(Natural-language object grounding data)

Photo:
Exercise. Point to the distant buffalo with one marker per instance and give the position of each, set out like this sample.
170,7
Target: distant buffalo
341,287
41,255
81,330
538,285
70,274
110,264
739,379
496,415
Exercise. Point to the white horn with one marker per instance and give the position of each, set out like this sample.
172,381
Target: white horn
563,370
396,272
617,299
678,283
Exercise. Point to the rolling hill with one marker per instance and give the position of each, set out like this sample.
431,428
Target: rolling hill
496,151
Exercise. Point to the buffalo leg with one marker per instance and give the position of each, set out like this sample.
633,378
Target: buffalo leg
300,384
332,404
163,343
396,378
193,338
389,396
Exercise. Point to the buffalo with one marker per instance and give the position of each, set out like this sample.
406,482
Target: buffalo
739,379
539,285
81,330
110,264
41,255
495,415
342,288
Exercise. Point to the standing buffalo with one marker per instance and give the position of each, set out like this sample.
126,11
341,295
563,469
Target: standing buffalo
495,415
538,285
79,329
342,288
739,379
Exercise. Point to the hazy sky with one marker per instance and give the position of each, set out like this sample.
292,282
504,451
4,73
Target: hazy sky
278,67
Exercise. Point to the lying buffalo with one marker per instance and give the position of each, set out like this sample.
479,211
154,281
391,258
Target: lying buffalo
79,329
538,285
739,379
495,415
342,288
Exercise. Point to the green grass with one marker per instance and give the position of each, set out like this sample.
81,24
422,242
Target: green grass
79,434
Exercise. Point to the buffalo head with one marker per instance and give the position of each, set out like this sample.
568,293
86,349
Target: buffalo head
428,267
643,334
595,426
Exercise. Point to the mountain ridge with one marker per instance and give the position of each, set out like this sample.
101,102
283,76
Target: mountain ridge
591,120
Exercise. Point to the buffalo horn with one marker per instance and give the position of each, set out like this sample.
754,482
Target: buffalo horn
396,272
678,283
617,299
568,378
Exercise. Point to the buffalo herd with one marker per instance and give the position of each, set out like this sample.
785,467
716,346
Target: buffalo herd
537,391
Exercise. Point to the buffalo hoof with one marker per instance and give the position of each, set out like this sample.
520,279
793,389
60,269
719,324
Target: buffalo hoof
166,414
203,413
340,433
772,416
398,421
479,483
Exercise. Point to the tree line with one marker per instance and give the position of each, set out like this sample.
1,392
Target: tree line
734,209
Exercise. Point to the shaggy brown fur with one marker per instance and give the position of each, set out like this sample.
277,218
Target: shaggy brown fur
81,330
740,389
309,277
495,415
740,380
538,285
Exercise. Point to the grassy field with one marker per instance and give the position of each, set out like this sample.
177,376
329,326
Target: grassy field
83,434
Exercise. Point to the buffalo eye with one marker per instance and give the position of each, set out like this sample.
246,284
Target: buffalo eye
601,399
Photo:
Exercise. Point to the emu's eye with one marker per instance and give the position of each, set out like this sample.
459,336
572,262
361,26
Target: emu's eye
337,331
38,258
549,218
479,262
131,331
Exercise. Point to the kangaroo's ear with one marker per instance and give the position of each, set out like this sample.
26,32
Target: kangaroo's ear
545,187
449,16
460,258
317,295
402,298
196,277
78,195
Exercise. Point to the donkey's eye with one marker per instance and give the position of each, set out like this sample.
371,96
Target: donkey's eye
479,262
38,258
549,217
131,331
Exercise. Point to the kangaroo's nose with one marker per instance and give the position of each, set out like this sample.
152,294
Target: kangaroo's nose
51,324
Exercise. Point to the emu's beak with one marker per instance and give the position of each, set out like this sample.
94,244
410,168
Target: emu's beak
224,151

_YOUR OBJECTIVE:_ Using the records above, copy exactly the lines from the one containing "Exercise. Point to the kangaroo's nose" through the last, inclusive, and nothing else.

_WRITTEN ANSWER:_
Exercise. Point to the kangaroo's nose with one marker per instance and give the position of each, set out like this sample.
152,294
Target: kangaroo's nose
51,324
Exercise. Point to the emu's beak with one marker per instance and give the position of each, set out like this sample.
94,244
410,168
Target: emu's beak
224,151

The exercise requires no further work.